## Your goal
The response must contain every line below in which "fluffy" appears.

(Beginning of Extracted entries)

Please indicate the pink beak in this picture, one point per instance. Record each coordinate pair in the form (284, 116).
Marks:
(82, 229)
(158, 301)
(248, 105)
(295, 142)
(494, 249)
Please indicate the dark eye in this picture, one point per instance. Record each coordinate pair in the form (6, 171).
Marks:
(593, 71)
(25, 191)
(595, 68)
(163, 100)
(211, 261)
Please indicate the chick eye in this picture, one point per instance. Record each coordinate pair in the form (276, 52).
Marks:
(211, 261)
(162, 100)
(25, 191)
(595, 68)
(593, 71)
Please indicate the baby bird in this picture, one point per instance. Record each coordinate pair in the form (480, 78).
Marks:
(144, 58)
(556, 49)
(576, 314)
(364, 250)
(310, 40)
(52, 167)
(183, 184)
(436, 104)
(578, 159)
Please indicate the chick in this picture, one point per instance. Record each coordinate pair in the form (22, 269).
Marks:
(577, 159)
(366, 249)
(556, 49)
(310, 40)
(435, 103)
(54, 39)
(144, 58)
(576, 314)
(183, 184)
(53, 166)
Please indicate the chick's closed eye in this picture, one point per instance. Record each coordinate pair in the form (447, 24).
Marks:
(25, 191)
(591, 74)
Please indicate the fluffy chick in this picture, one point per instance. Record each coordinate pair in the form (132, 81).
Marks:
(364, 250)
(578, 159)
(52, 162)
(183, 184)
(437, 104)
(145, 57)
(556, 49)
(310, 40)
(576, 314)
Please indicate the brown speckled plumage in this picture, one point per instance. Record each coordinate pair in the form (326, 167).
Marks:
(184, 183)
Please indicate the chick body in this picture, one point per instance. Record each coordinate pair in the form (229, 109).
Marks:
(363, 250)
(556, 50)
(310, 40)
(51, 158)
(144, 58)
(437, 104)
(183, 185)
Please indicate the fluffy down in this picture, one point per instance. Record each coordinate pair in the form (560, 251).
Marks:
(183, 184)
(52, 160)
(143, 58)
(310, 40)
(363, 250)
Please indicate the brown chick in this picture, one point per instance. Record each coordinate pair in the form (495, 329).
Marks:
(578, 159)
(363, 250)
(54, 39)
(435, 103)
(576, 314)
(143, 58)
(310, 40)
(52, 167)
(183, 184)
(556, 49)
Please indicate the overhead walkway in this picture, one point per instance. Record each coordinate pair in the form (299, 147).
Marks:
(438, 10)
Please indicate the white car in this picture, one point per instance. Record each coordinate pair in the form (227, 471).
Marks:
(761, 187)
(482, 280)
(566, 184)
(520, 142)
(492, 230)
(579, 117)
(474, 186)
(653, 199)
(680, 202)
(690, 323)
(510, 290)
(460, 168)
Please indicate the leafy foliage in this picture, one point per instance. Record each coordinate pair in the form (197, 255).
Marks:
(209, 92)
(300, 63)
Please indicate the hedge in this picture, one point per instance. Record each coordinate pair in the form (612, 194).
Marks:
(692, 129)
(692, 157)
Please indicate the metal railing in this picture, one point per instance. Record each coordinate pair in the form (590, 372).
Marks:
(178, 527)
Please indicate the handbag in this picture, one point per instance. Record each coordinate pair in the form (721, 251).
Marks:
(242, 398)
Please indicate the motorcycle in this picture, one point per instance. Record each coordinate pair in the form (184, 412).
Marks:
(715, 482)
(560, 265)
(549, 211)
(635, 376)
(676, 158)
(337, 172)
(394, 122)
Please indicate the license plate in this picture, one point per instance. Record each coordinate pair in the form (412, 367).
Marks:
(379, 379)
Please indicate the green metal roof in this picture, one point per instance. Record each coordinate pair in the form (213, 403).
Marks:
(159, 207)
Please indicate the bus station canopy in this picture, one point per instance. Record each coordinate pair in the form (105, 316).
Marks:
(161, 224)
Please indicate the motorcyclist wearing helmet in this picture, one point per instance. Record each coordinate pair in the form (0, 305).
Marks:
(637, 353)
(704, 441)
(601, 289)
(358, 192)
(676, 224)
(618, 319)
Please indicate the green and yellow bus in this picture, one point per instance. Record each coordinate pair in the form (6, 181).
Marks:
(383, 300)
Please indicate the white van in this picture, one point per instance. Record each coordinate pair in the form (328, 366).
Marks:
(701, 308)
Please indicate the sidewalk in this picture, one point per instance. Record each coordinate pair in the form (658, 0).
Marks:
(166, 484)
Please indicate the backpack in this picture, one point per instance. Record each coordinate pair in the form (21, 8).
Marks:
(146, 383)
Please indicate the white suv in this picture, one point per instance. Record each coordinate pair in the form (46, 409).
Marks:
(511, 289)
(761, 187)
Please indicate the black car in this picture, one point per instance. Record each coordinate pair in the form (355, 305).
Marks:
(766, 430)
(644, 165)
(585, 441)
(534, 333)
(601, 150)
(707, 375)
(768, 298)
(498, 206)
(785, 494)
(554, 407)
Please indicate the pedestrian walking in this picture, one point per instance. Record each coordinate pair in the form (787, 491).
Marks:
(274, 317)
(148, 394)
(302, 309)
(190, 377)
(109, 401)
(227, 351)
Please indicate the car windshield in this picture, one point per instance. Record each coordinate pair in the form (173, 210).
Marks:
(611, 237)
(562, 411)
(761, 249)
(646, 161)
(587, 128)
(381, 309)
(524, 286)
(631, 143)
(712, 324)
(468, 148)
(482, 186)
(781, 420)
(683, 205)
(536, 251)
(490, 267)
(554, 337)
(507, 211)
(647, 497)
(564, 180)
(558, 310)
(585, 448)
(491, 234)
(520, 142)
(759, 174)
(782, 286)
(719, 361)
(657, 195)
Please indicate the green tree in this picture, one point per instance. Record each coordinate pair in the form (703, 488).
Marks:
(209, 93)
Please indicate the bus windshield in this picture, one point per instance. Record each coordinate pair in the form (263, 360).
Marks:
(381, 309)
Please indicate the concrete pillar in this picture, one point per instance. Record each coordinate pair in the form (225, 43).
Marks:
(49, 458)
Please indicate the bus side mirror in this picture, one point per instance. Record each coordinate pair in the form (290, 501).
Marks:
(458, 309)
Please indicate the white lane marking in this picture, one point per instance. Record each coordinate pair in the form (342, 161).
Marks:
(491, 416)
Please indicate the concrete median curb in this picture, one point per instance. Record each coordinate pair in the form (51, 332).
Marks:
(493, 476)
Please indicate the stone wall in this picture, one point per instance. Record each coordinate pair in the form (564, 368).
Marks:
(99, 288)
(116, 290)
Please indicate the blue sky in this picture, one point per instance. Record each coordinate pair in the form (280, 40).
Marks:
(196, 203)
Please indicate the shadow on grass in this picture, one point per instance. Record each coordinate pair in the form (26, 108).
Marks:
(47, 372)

(End of Extracted entries)

## Completed exercise
Please indicate the fluffy chick in this picture, one point per instance. Record each coordinate pair in the form (132, 81).
Please indicate the fluffy down in this picture, one point per instance. Record each coordinate pair in the form (560, 251).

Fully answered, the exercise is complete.